Problem description -
What is needed is an exact repeat of the lines from the line containing "In this picture, where can the gray" through the final line of the entries below, and nothing else.

Extracted data -

[Begin]

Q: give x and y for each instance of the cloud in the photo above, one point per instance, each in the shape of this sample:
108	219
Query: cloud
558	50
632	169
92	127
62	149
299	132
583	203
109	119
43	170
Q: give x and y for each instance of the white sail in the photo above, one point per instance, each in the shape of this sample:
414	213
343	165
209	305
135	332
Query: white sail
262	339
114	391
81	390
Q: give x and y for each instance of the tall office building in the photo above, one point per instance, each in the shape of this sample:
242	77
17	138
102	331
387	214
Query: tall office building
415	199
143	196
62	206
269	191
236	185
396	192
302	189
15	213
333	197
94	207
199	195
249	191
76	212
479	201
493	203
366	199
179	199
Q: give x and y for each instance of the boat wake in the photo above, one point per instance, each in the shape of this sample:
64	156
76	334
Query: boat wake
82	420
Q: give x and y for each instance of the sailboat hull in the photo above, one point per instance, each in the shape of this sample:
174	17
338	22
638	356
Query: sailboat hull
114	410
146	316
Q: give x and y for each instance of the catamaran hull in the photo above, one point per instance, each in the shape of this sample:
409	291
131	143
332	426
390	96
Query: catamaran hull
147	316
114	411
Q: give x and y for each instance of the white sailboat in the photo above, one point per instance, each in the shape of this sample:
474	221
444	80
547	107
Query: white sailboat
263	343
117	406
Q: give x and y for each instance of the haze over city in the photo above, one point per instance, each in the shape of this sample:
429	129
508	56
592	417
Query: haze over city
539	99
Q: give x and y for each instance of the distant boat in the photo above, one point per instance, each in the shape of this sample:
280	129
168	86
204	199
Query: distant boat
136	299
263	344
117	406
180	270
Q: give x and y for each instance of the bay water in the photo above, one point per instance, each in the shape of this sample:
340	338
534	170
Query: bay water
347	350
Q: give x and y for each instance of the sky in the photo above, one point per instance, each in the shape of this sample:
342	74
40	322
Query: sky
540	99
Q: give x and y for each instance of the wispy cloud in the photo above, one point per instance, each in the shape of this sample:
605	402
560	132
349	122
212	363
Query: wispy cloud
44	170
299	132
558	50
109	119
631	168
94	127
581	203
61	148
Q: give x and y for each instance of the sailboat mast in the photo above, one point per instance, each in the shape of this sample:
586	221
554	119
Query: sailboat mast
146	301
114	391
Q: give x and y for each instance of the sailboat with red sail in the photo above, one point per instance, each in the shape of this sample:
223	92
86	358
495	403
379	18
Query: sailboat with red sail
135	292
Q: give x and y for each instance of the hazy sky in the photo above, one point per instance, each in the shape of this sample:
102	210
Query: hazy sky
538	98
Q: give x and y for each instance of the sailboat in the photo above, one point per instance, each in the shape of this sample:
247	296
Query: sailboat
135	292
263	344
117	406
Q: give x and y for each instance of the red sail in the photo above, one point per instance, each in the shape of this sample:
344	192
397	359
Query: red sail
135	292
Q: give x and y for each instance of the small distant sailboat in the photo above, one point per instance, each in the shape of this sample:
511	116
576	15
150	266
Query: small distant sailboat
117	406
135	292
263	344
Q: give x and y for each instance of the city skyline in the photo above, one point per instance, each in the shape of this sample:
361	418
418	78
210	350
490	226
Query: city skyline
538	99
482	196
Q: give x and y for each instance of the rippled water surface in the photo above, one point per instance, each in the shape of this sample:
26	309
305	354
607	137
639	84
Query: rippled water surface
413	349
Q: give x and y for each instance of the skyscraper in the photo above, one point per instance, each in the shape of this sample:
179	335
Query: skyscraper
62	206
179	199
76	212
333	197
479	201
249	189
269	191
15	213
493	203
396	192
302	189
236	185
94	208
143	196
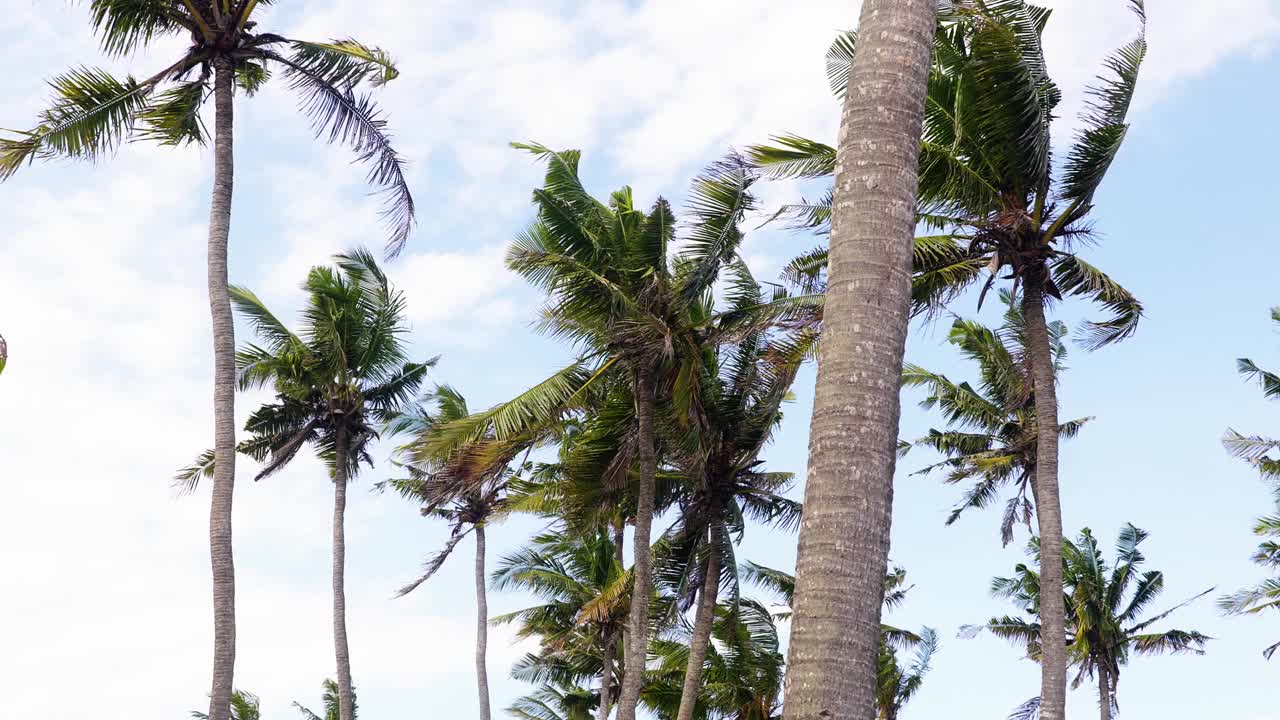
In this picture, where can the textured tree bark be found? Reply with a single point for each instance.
(638, 632)
(702, 636)
(342, 654)
(845, 532)
(481, 627)
(224, 399)
(1048, 509)
(608, 654)
(1104, 693)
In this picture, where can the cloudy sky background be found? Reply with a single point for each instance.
(105, 602)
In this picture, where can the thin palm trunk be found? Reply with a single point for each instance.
(608, 654)
(346, 700)
(1048, 509)
(844, 536)
(1105, 693)
(224, 400)
(481, 627)
(638, 633)
(702, 636)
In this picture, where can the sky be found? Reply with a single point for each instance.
(105, 605)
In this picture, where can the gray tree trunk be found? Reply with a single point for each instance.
(853, 443)
(224, 399)
(481, 627)
(638, 632)
(346, 700)
(703, 619)
(1048, 509)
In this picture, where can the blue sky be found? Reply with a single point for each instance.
(106, 392)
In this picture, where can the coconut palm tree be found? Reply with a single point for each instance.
(636, 317)
(991, 433)
(585, 605)
(1105, 610)
(988, 185)
(94, 112)
(242, 706)
(330, 701)
(334, 382)
(1258, 451)
(744, 668)
(740, 405)
(462, 490)
(853, 447)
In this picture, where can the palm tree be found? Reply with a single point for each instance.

[End]

Result -
In this picture, where can the gray tree trunk be found? Reply with a single point for each instance.
(853, 443)
(224, 399)
(481, 627)
(638, 632)
(346, 700)
(703, 619)
(1048, 509)
In this picture, where can the blue sky be found? Reply with a single point for each instance.
(106, 392)
In this picture, where can the coconut palm tree be found? Reply with a single point for each instance.
(636, 317)
(991, 433)
(585, 605)
(1105, 610)
(988, 185)
(94, 112)
(242, 706)
(330, 701)
(334, 382)
(1258, 451)
(744, 668)
(740, 405)
(462, 490)
(853, 447)
In this picture, where can the palm tree be found? Reply with a single point for each instance.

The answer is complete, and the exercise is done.